En la Biblia, la palabra corazón (en hebreo lêb, lêbâb; en griego kardía) aparece con mucha frecuencia (más de 900 veces), aunque la mayoría de ellas con sentido metafórico. En la mentalidad semita, el corazón es el órgano central del cuerpo en el cual radica la vida física y la vida espiritual, así como la intelectual y afectiva (es decir, el hombre interior). Dios penetra el corazón humano, lo escruta, prueba, purifica y renueva (Sal 7,10;51,12, Ez 36,26), para escribir en él su ley (Jr 31,33) y pedirle su amor (Dt 4,29). Un corazón sano escucha la Palabra de Dios (Os 2,16) y se humilla ante el Señor (Sal 51,17).
La fórmula del Shemá (Dt 6, 5-6): “Amarás a Yahveh tu Dios con todo tu corazón, con toda tu alma y con toda tu fuerza”, diferencia tres niveles indisociables en la vida humana: el corazón, sede de las decisiones; el alma, expresión de los deseos; y la fuerza de voluntad.
En los Evangelios, el término griego aparece 162 veces. Jesús alude al corazón como fuente de las intenciones buenas o malas: Mc 2,6, Lc 3,15, Lc 21,14, Jn 16,6. Nosotros solo vemos lo que aparece a nuestros ojos, lo superficial que se hace visible, pero Dios conoce nuestro interior: Mt 9,4, Mt 22,18, Lc 9,47, Lc 16,15, Jn 2,25, Jn 4,28, Jn 4,39. Jesús llama bienaventurados a los limpios de corazón, Mt 5, 8.
La primitiva comunidad eclesial está llamada a ser un solo corazón y una sola alma (Hch 4,2); el autor recurre a la tautología cor unum et anima un (en hebreo, cor unum en Ez 11,19; en griego anima una en Ética a Nicómaco, IX, 8,2 de Aristóteles).

- - -

TAREAS PENDIENTES =>
A. Según el texto sobre el corazón en la Biblia, ¿cuántas veces aparece el término griego en los Evangelios?
B. Transcriba literalmente, del texto sobre el corazón en la Biblia, todo el pasaje que va desde "En la Biblia, la" hasta "Señor (Sal 51,17).".

- - -

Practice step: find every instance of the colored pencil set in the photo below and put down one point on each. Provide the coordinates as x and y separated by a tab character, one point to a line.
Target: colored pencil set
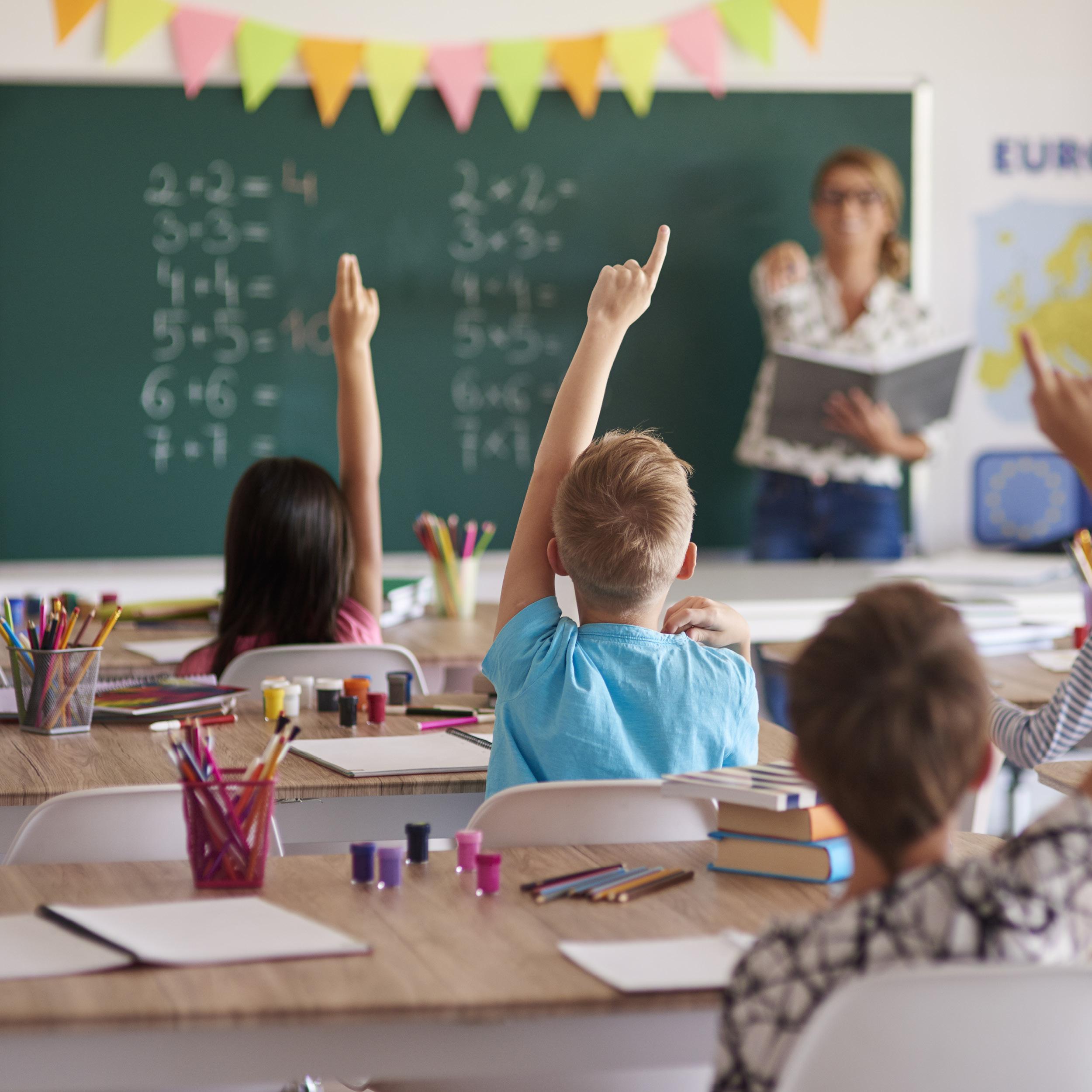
608	884
49	663
456	551
228	812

- - -

RESPUESTAS CORRECTAS =>
A. 162 veces.

B.
En la Biblia, la palabra corazón (en hebreo lêb, lêbâb; en griego kardía) aparece con mucha frecuencia (más de 900 veces), aunque la mayoría de ellas con sentido metafórico. En la mentalidad semita, el corazón es el órgano central del cuerpo en el cual radica la vida física y la vida espiritual, así como la intelectual y afectiva (es decir, el hombre interior). Dios penetra el corazón humano, lo escruta, prueba, purifica y renueva (Sal 7,10;51,12, Ez 36,26), para escribir en él su ley (Jr 31,33) y pedirle su amor (Dt 4,29). Un corazón sano escucha la Palabra de Dios (Os 2,16) y se humilla ante el Señor (Sal 51,17).